Data in this exercise »
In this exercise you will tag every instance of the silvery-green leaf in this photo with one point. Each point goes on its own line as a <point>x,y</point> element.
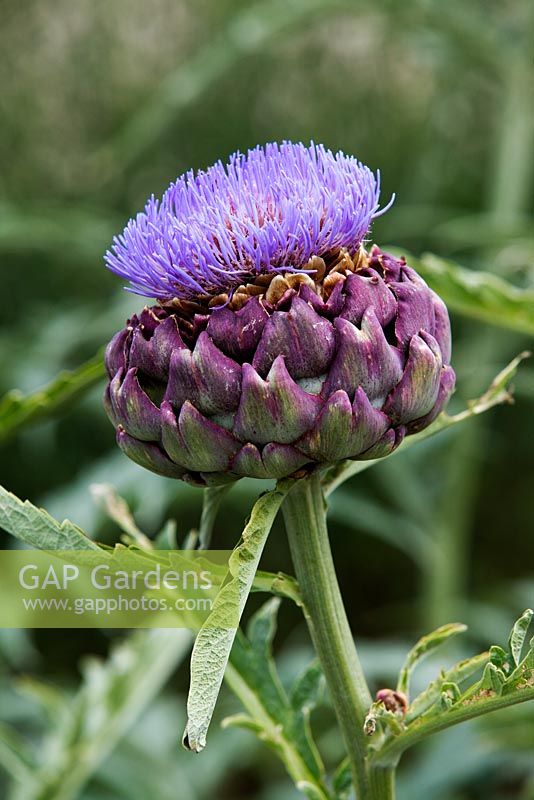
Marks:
<point>426,645</point>
<point>215,639</point>
<point>518,634</point>
<point>37,528</point>
<point>281,721</point>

Exercise instructions » Rename "silvery-green leaf" to "pale blue-green leaf" throughout the data above, reproducing everything else unchanged. Leave the pictures out.

Answer to the task »
In this exercise you will tag every instance of the pale blue-green leaf in this photo with one point. Each point goes on its own line as a <point>x,y</point> element.
Marks:
<point>426,645</point>
<point>215,639</point>
<point>518,634</point>
<point>37,528</point>
<point>281,721</point>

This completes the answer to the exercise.